=== GOAL ===
Copy out the lines of every entry below word for word, leaving out the pictures.

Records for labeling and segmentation
+===+

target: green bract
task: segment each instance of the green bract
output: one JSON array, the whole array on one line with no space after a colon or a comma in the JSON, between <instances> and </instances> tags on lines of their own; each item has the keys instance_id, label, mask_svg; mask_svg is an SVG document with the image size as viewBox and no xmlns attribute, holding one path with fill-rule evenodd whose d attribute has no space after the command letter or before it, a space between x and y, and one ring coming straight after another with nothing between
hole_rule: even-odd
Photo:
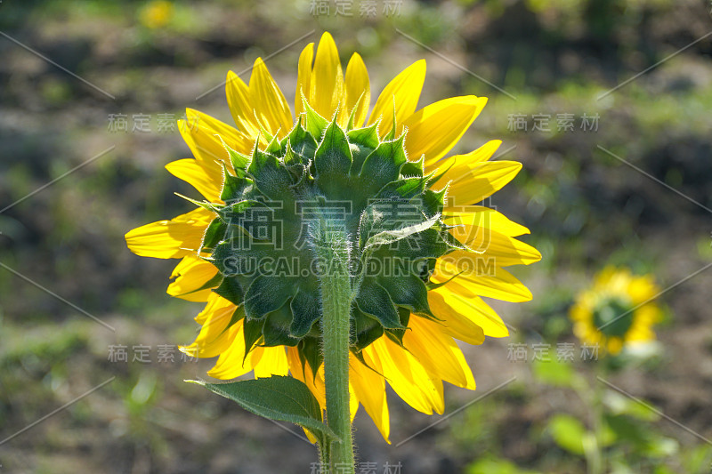
<instances>
[{"instance_id":1,"label":"green bract","mask_svg":"<svg viewBox=\"0 0 712 474\"><path fill-rule=\"evenodd\" d=\"M220 272L204 288L218 285L238 305L231 325L245 318L246 354L255 343L296 346L316 374L319 277L337 263L316 250L334 236L349 249L353 353L384 333L401 343L411 312L434 319L435 260L466 247L441 220L446 187L431 189L438 176L407 159L405 134L381 140L377 125L344 130L307 105L287 136L267 138L252 157L226 146L224 204L196 203L217 213L200 254Z\"/></svg>"}]
</instances>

+===+

=== EXPECTED OUTPUT ===
target: green bract
task: segment each instance of the green bract
output: one JSON array, the whole array on one line with no space after a colon or a comma in the JSON, between <instances> and </instances> tags on lines of their own; each item has the keys instance_id, label, mask_svg; mask_svg is an SVG document with the image size as viewBox and no xmlns attribute, holding one path with fill-rule evenodd whose d attribute has no space after the command letter or before it, a space between x and y, and one ring coming straight after another with nothing between
hole_rule: even-odd
Photo:
<instances>
[{"instance_id":1,"label":"green bract","mask_svg":"<svg viewBox=\"0 0 712 474\"><path fill-rule=\"evenodd\" d=\"M220 272L204 288L218 285L238 305L231 325L245 318L246 354L255 343L296 346L316 374L319 277L337 263L316 250L334 236L349 249L353 353L384 333L401 343L411 312L434 319L435 260L466 247L441 220L446 187L431 189L438 176L407 159L405 134L381 140L377 125L344 130L307 105L287 136L267 138L252 157L226 146L224 204L196 203L217 213L200 254Z\"/></svg>"}]
</instances>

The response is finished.